EXCERPT TO READ »
Bonnie is a psychologist by profession, with a master’s degree from a California state university. UC Davis, I think, although I keep forgetting to ask. She has a home office in one of those surprisingly sleepy, droopy-pine Oregon towns outside Portland: a nice big old wooden house, all dark brown shingles and red trim. And to visit, even to hear her talk about it, is to realize the extent of her house pride. Not wealthy (not poor either, but she lives off her alimony and her work primarily for the county government), she paid for her perfected house mostly with thoughtfulness and elbow grease: every decoration carefully chosen, every antique sensitively restored, every wall color precisely matched, every environmentalist touch gently installed.
She would mock--in conversation, she does mock--the sterile flawlessness of 1950s suburbia. Ozzie and Harriet houses, she calls them, Leave It to Beaver homes. Of course, born in 1972, she has no memory of television’s original presentation of those fantasy residences. But for people like Bonnie, the 1960s-style sneer at the 1950s remains a common cultural coin, much as Edwardian ridicule of prissy schoolmarms and teetotaling aunts long outlasted any reality of prim Victorian women perched on Victorian chairs in overcrowded Victorian parlors. In truth, Bonnie’s careful house is a re-creation of the old television homes she mocks. Only the styles have changed: the black slate kitchen counter, the rough plank wood floor, the tied-rag rugs, that piece of oiled driftwood on the table behind the sofa, the oval bowl of smooth black stones beside the needles shoved through a ball of red yarn for her somewhat ironically indulged hobby of knitting, and over there--twisting and sparkling in the afternoon sun through the west windows--the rainbowed New Age crystals.

REQUIRED TASKS »
(1) In the passage about Bonnie's house, list every item named after the words "Only the styles have changed:".
(2) Answer these questions from the passage about Bonnie's house:
(a) What degree does Bonnie hold?
(b) In what year was she born?
(c) What does she live off?
(3) Write out the stretch of the passage about Bonnie's house from "Bonnie is a" through "touch gently installed.".
The rows that come next have no connection to the passage about Bonnie's house.

Stored items »
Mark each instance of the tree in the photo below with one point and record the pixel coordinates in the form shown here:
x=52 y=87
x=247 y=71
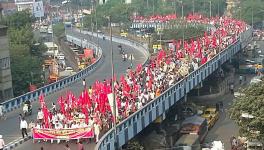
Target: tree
x=25 y=53
x=252 y=104
x=20 y=19
x=58 y=29
x=247 y=8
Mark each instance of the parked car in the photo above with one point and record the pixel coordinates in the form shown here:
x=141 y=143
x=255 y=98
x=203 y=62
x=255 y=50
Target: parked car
x=211 y=115
x=68 y=69
x=61 y=56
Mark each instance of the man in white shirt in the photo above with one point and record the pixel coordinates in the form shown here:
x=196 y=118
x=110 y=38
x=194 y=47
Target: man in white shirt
x=1 y=110
x=23 y=127
x=2 y=143
x=40 y=115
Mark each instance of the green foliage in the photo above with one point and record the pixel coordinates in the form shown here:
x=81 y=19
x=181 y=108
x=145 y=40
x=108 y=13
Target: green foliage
x=244 y=11
x=58 y=29
x=252 y=103
x=26 y=56
x=121 y=12
x=20 y=19
x=189 y=33
x=134 y=145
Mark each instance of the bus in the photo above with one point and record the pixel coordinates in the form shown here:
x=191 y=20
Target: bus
x=188 y=142
x=53 y=49
x=43 y=29
x=195 y=125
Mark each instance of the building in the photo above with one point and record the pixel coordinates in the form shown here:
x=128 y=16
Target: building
x=102 y=2
x=6 y=90
x=231 y=7
x=24 y=4
x=7 y=8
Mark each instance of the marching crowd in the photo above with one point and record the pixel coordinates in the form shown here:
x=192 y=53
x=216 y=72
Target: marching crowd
x=137 y=87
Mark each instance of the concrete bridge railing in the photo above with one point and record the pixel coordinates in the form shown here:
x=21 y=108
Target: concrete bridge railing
x=135 y=123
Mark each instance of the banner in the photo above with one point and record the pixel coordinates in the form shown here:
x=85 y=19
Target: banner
x=38 y=10
x=63 y=134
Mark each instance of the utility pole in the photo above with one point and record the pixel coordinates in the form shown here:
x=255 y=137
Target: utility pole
x=182 y=8
x=153 y=7
x=175 y=9
x=96 y=26
x=193 y=6
x=210 y=9
x=112 y=84
x=252 y=16
x=218 y=8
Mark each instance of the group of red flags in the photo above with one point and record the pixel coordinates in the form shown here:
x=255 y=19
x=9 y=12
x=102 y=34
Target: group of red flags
x=97 y=100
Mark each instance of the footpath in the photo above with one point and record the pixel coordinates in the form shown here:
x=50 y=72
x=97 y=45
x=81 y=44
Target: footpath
x=224 y=128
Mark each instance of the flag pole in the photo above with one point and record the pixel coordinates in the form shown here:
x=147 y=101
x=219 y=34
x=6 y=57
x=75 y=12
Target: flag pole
x=112 y=84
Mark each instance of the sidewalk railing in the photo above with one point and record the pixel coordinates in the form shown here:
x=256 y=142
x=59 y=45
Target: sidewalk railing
x=136 y=122
x=16 y=102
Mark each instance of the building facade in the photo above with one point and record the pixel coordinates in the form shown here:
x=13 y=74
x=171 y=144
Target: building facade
x=6 y=90
x=24 y=4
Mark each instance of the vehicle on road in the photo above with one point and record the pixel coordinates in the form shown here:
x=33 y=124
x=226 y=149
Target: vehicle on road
x=27 y=108
x=43 y=29
x=61 y=56
x=254 y=145
x=195 y=125
x=68 y=69
x=211 y=115
x=188 y=142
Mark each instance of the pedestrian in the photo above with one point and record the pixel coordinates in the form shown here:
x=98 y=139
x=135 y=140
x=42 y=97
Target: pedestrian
x=232 y=88
x=67 y=147
x=80 y=146
x=2 y=143
x=2 y=115
x=20 y=117
x=221 y=105
x=240 y=79
x=53 y=109
x=23 y=127
x=96 y=132
x=84 y=83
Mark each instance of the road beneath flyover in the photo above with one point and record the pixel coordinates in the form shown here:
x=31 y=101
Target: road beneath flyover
x=10 y=127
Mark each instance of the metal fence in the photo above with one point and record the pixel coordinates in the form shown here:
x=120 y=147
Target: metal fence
x=132 y=125
x=16 y=102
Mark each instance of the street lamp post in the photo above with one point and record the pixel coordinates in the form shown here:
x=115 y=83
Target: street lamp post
x=193 y=6
x=218 y=8
x=210 y=9
x=182 y=8
x=96 y=26
x=252 y=16
x=112 y=84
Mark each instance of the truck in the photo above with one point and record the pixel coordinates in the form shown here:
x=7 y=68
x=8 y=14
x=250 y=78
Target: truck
x=188 y=142
x=195 y=125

ANSWER SET »
(1)
- the black slate kitchen counter
- the rough plank wood floor
- the tied-rag rugs
- the piece of oiled driftwood on the table behind the sofa
- the oval bowl of smooth black stones
- the needles shoved through a ball of red yarn
- the rainbowed New Age crystals

(2)
(a) A master's degree from a California state university.
(b) 1972.
(c) Her alimony and her work, primarily for the county government.

(3)
Bonnie is a psychologist by profession, with a master’s degree from a California state university. UC Davis, I think, although I keep forgetting to ask. She has a home office in one of those surprisingly sleepy, droopy-pine Oregon towns outside Portland: a nice big old wooden house, all dark brown shingles and red trim. And to visit, even to hear her talk about it, is to realize the extent of her house pride. Not wealthy (not poor either, but she lives off her alimony and her work primarily for the county government), she paid for her perfected house mostly with thoughtfulness and elbow grease: every decoration carefully chosen, every antique sensitively restored, every wall color precisely matched, every environmentalist touch gently installed.